TEXT SHOWN:

All three subjects remained on same regimens from randomisation to date of resistance test samples.
Major or accessory mutations according to Stanford HIVdb Version 8.1.1. I50L is major mutation; all other listed mutations are accessory. Values in parentheses are frequency of mutation; depth of read at that position.
Predicted by Stanford HIVdb Version 8.1.1, based on consensus NGS sequence (preferentially) or Sanger sequence. PL = potential low level, L = low level, H = high.
Predicted to be susceptible to all drugs by mutations detected by Sanger sequencing.
In summary, NGS did not identify any additional patients who met the trial primary outcome of intermediate or high level resistance. Furthermore, the phenotypic impact of low-level variants may be over-estimated by the Stanford algorithm, which was developed in the context of majority variants.
3. Discussion
This report adds to the body of evidence that ritonavir-boosted PI monotherapy rarely leads to the emergence of protease resistance mutations when used as a switch strategy with prompt detection of VL rebound and early re-introduction of effective combination therapy. The risk may be higher in a routine clinical study setting, where monitoring may be less intensive. However, studies of second-line PI monotherapy in settings without VL monitoring have found that protease resistances emerges slowly [[5], [6]] Another sensitive genotyping method, single genome sequencing (SGS), was used in two other trials of maintenance PI monotherapy. In the MONOI study, 9 patients who received darunavir PI monotherapy were tested; additional protease resistance mutations (at positions 32, 47, 50) were found on 1/50 viral clones from one patient [7]. In the OK04 study, SGS was performed on 11 patients who received lopinavir monotherapy; additional mutations were detected on 3/45 viral clones at positions 46 and 82 in two patients [8].

TASK 1: Do these statements agree with the passage on protease-inhibitor monotherapy resistance? Answer yes or no for each, and quote the words of the passage that decide it. (a) I50L is listed as a major mutation. (b) NGS identified additional patients who met the trial primary outcome. (c) In the OK04 study, SGS was performed on 9 patients.
TASK 2: Could you copy, word for word, the part of the passage on protease-inhibitor monotherapy resistance that opens with the words containing "Predicted to be" and closes with "of majority variants."?
TASK 3: How might the passage on protease-inhibitor monotherapy resistance go on after its last sentence? Write its continuation.

SUPPLIED INFORMATION:
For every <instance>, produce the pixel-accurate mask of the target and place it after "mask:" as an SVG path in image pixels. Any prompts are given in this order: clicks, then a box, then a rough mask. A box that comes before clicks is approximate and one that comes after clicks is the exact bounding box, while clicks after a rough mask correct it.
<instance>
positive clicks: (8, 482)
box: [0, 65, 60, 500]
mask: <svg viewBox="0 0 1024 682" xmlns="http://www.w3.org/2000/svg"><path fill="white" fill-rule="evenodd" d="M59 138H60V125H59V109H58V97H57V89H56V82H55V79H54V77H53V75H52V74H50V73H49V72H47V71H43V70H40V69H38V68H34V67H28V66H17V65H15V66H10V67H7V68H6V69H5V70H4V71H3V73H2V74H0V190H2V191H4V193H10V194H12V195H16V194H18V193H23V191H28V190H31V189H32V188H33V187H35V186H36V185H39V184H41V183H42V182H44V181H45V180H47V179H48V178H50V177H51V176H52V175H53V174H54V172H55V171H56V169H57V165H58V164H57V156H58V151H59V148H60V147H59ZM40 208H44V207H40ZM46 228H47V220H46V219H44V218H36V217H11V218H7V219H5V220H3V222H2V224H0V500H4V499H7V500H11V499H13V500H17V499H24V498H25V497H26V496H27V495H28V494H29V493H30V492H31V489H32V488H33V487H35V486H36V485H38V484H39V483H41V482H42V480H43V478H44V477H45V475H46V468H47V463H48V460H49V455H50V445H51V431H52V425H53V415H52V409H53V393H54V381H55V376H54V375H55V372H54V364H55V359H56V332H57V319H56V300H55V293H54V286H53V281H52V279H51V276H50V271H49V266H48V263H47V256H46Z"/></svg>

---

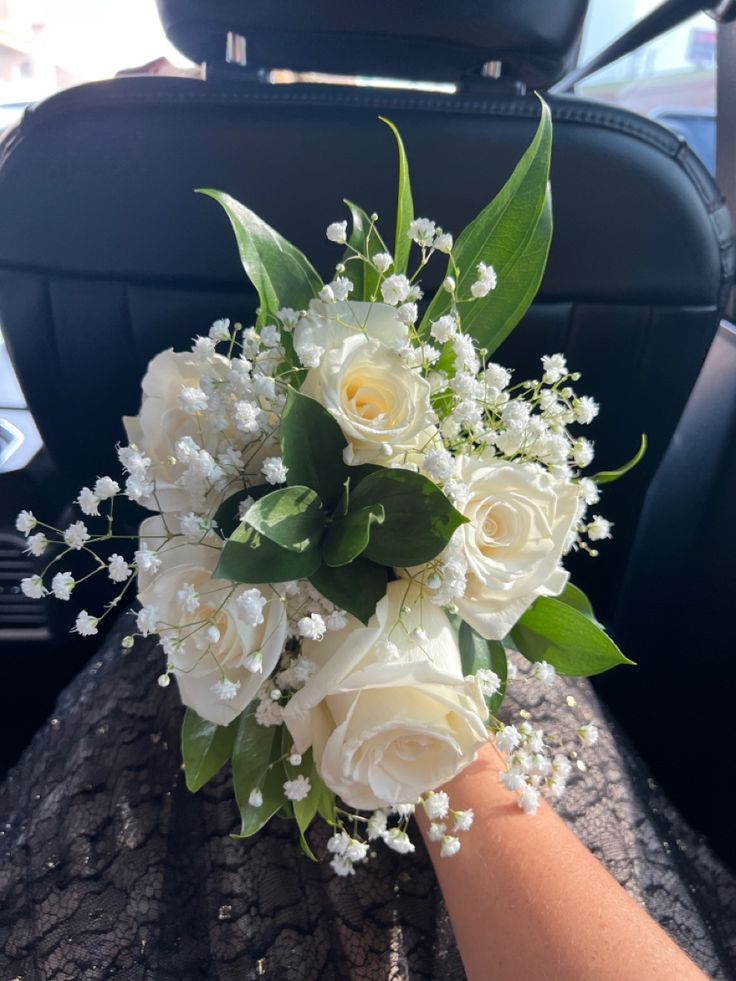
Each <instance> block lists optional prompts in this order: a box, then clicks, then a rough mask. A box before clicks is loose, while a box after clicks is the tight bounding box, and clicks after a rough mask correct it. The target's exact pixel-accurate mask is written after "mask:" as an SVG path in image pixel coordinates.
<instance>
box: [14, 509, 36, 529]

* * *

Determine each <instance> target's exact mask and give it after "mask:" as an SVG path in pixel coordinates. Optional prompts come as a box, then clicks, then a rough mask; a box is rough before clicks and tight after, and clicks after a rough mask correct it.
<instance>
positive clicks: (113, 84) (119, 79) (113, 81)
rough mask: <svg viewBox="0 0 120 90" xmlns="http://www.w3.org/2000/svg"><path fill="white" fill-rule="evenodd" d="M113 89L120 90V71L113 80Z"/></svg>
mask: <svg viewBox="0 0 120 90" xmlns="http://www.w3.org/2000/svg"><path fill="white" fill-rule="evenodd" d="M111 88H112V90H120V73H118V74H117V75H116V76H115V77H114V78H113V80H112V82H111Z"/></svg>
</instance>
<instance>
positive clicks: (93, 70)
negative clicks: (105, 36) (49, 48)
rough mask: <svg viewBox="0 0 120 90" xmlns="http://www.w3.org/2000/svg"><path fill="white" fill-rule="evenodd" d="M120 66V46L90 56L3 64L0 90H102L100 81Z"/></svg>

ANSWER AREA 1:
(a) Yes: "I50L is major mutation; all other listed mutations are accessory."
(b) No: "NGS did not identify any additional patients who met the trial primary outcome of intermediate or high level resistance."
(c) No: "In the OK04 study, SGS was performed on 11 patients who received lopinavir monotherapy"

ANSWER AREA 2:
Predicted to be susceptible to all drugs by mutations detected by Sanger sequencing.
In summary, NGS did not identify any additional patients who met the trial primary outcome of intermediate or high level resistance. Furthermore, the phenotypic impact of low-level variants may be over-estimated by the Stanford algorithm, which was developed in the context of majority variants.

ANSWER AREA 3:
In spite of the substantial evidence of safety, PI monotherapy has failed to achieve wide clinical acceptance as a maintenance strategy in patients with established viral suppression, possibly due to a higher overall risk of virological rebound compared with combination therapy. However, recent analyses have shown that patients at lower risk of virological rebound can be readily identified [9] and that intensification of therapy achieves rapid re-suppression without development of resistance [[1], [5]]. It is also important to note that PI monotherapy precludes the development of resistance to NRTIs and NNRTIs. As drugs from these classes generally have a lower barrier to resistance, the overall burden of resistance in the long run may be less for PI monotherapy than for combination therapy. Finally, recent simplification trials have shown that dual therapy regimens consisting of a PI plus lamivudine are as effective as ongoing triple therapy in terms of short-term viral suppression [[10], [11]]. Our finding of minimal protease resistance with PI monotherapy should also generalise to these more potent regimens.
Funding
This work was supported by the National Institute for Health Research Health Technology Assessment programme (project number 06/403/90) and the Medical Research Council (grant MC_UU_12023/23). The views and opinions expressed herein are those of the authors and do not necessarily reflect those of the HTA programme, NIHR, NHS or the Department of Health.
Competing interests
NP, WS, DTD, and AA-P report grants from the National Institute of Health Research Health Technology Assessment programme during the conduct of this study. NP reports grants, personal fees, and non-financial support from AbbVie and Janssen; personal fees and non-financial support from Merck and Roche; grants and non-financial support from GlaxoSmithKline; and non-financial support from Gilead Sciences, all outside the submitted work. AA-P reports grants from Janssen and ViiV Healthcare outside the submitted work.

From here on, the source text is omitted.